##### THE INPUT
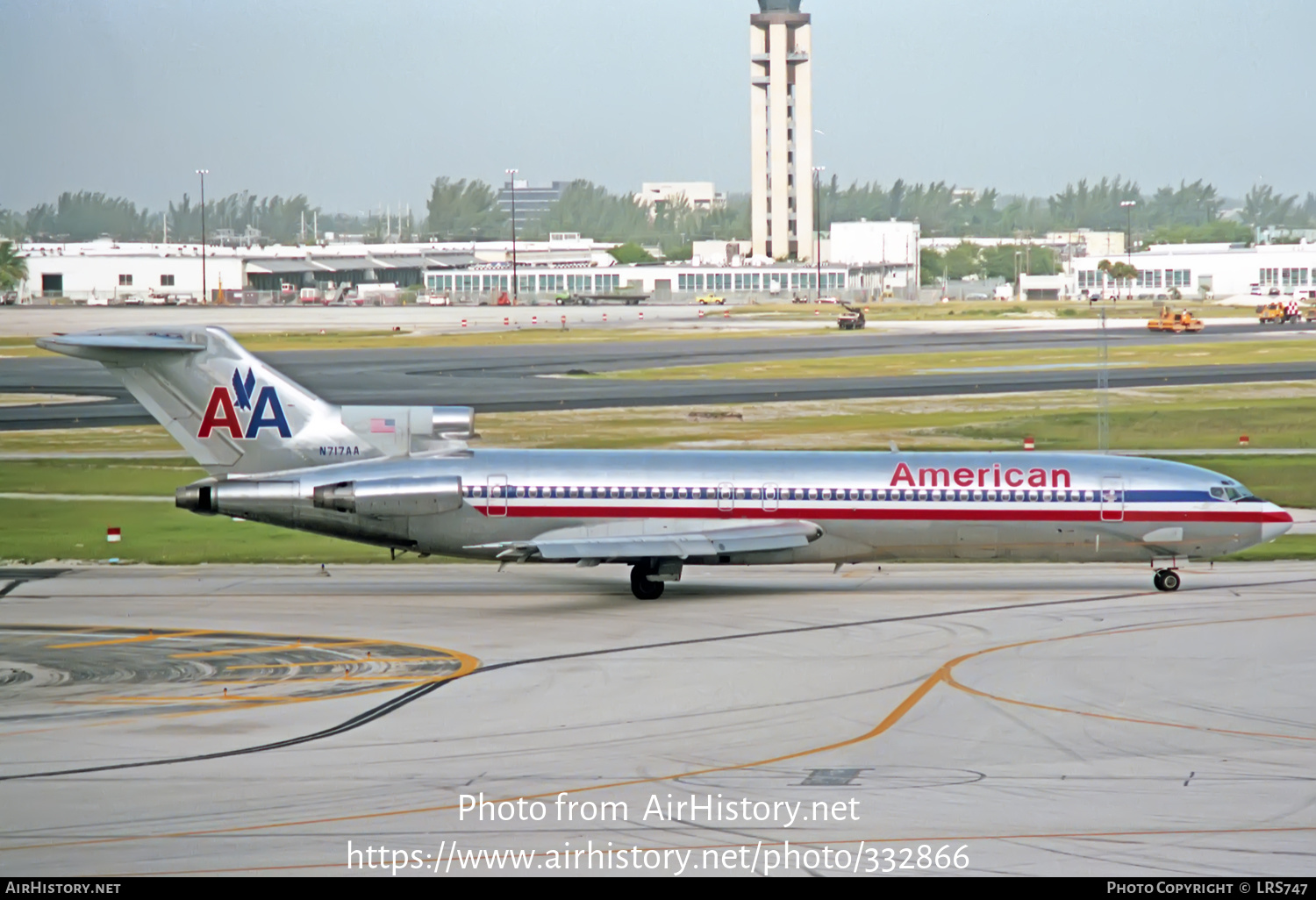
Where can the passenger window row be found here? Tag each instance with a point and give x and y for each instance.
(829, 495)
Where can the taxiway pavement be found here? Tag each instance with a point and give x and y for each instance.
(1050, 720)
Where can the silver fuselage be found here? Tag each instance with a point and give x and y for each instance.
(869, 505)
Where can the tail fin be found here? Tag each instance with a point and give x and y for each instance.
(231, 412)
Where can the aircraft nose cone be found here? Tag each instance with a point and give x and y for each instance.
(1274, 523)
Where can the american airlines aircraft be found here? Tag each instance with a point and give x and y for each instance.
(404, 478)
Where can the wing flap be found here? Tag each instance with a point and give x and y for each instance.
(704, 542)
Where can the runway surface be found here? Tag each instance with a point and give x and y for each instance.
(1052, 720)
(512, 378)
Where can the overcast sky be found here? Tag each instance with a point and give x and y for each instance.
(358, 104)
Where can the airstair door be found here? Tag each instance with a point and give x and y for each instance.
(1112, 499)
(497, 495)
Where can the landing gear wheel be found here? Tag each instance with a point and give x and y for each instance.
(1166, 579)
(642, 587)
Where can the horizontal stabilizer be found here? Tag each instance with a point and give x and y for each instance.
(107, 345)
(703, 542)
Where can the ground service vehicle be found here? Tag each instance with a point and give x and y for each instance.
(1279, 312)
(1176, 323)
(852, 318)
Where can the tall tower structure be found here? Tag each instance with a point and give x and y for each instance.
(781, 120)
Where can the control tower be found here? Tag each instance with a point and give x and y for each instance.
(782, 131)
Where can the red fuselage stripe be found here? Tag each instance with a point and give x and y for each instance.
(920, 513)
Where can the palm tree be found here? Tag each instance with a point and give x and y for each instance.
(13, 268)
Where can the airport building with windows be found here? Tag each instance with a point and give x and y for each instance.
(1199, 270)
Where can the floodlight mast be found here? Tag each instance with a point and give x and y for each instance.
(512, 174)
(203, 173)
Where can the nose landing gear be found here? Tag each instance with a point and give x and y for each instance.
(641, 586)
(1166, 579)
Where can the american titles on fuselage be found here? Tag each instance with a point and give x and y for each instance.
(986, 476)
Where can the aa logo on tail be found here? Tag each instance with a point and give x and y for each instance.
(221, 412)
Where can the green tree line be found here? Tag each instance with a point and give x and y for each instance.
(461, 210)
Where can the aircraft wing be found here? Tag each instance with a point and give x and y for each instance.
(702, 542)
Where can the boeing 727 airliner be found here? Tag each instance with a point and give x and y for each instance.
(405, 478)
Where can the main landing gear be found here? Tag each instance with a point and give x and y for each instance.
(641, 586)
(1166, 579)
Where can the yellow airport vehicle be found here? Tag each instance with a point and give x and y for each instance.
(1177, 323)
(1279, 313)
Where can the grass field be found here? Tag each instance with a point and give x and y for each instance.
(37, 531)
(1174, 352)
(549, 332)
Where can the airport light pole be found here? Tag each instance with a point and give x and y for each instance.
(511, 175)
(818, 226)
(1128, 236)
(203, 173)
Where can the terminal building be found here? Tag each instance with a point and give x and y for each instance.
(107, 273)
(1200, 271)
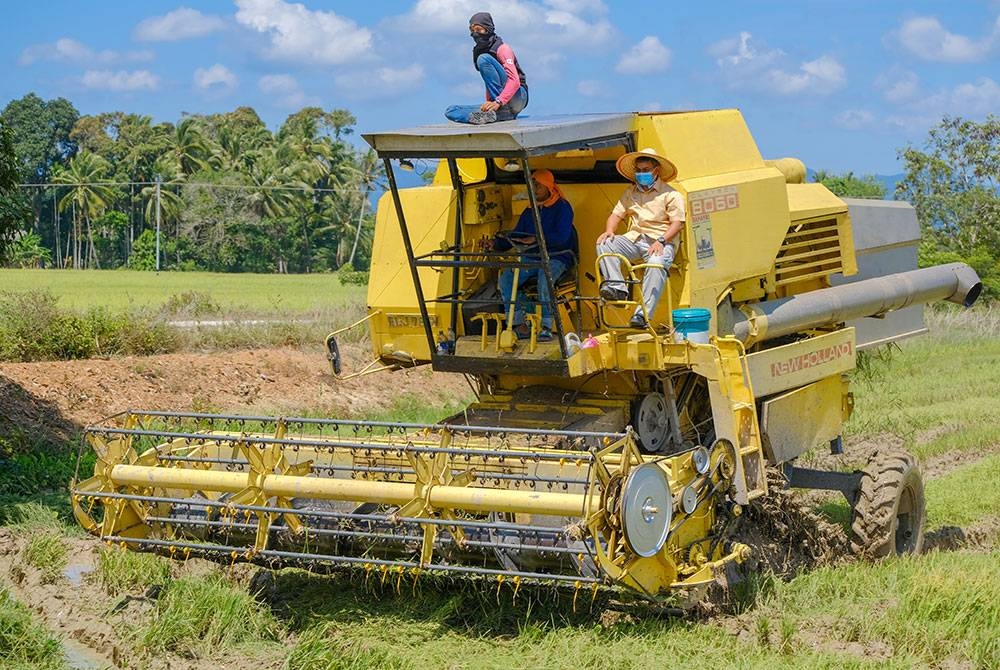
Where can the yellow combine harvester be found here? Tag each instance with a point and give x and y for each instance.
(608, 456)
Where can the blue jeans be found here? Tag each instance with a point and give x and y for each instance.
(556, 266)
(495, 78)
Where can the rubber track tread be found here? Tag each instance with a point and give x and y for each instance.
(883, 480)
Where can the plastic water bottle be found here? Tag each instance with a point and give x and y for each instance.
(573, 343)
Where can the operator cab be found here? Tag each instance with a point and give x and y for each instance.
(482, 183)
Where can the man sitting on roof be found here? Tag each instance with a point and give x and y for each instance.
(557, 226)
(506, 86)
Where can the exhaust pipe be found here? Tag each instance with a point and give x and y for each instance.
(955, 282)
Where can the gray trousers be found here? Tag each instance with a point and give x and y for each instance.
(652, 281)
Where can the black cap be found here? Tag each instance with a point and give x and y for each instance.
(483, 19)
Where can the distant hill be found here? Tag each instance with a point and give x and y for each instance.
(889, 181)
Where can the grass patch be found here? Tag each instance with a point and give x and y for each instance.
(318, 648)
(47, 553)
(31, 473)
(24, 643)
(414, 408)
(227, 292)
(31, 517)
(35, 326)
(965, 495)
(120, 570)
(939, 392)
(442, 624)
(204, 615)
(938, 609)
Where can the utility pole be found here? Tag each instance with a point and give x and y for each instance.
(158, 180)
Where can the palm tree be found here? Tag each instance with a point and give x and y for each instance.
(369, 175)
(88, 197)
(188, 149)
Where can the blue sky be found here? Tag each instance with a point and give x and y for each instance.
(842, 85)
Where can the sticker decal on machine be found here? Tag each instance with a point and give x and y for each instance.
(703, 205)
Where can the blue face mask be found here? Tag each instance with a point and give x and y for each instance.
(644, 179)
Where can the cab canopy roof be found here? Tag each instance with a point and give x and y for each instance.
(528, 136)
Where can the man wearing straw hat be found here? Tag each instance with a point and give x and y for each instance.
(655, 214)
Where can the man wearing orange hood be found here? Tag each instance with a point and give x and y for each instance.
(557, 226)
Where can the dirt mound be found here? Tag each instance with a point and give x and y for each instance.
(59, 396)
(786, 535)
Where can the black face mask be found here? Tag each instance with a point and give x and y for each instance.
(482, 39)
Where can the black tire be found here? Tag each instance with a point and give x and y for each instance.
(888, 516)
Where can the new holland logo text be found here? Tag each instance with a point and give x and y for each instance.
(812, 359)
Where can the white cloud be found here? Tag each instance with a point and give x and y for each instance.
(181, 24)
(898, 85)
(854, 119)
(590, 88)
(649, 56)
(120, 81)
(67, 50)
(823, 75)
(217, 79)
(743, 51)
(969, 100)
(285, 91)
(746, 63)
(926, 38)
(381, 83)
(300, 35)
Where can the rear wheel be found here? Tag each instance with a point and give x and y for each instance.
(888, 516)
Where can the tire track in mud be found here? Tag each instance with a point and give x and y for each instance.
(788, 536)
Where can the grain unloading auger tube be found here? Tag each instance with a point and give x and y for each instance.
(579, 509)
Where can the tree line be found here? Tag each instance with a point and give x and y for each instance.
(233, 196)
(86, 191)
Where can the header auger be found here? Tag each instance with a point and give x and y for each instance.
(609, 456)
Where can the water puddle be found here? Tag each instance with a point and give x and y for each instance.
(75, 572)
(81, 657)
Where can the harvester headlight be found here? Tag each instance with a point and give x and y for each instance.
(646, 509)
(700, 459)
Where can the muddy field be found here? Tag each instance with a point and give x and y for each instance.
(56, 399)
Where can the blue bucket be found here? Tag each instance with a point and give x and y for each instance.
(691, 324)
##########
##### THE INPUT
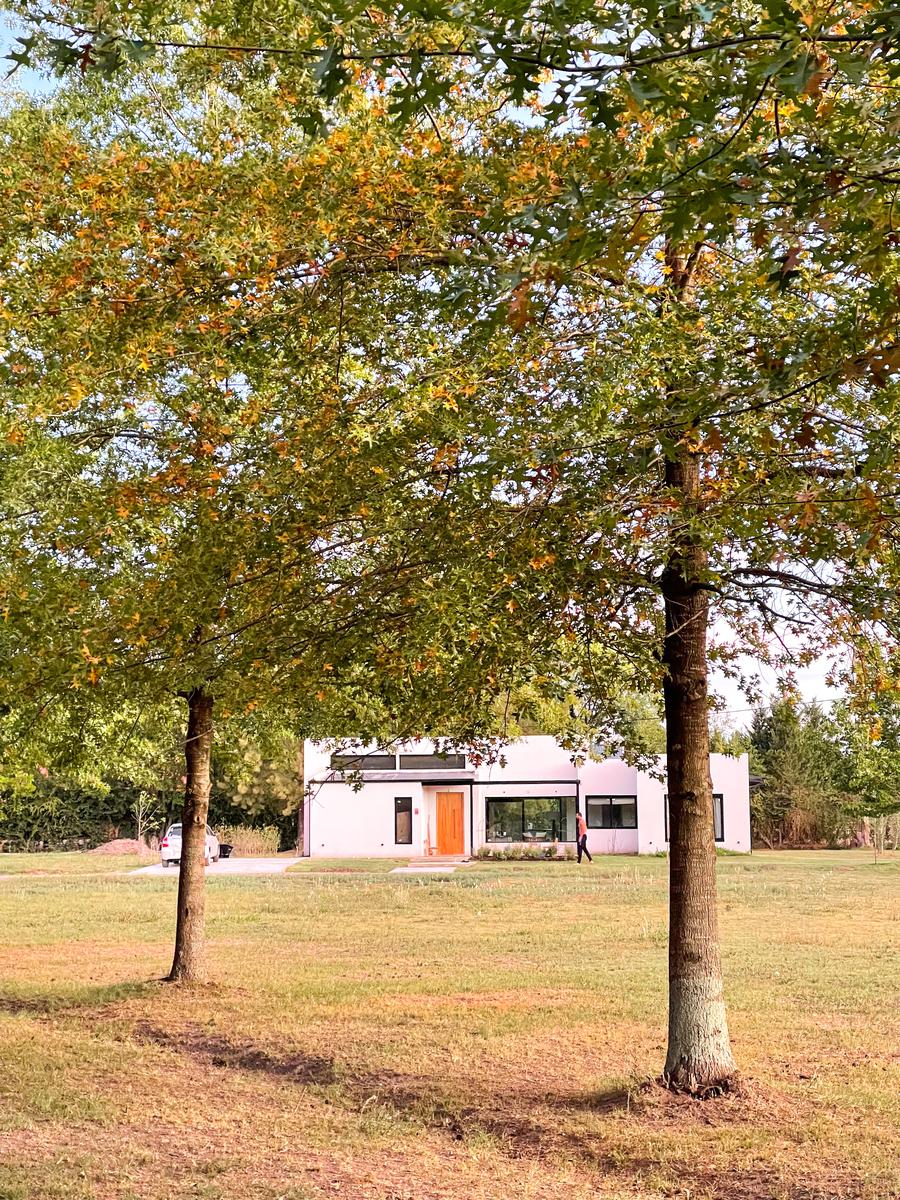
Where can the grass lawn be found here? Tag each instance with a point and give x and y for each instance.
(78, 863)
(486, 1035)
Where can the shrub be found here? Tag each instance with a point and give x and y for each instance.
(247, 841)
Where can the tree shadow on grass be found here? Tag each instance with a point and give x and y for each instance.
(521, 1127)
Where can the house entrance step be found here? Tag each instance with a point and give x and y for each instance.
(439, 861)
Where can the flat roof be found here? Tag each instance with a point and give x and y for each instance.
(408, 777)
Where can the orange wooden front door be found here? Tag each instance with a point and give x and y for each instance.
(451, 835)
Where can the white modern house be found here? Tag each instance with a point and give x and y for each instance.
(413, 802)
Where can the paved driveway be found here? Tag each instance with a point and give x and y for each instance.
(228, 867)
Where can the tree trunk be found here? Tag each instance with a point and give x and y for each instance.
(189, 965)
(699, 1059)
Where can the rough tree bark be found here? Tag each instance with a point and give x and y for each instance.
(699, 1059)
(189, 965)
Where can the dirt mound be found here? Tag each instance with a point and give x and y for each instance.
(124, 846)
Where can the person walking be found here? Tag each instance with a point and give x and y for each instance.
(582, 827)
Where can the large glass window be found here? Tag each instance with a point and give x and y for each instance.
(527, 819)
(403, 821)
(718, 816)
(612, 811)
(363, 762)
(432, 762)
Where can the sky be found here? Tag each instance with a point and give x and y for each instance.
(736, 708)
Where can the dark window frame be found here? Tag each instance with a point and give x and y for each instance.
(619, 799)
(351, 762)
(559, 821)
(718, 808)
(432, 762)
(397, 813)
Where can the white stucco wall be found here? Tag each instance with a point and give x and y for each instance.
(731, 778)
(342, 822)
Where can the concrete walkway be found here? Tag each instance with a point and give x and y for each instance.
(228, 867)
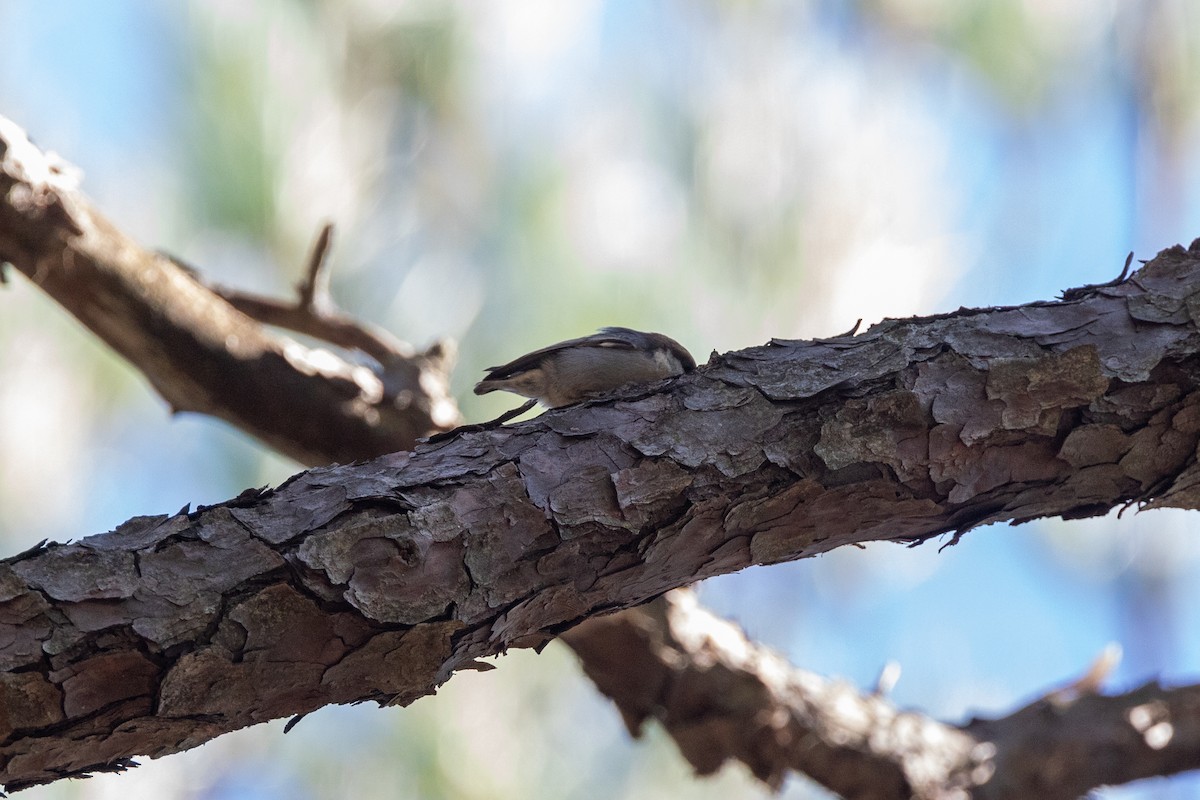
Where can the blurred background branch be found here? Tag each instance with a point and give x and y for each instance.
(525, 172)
##########
TO BE DONE.
Count the lines in the location identification entries above that contain the word "wing". Give only the number.

SOLUTION BELOW.
2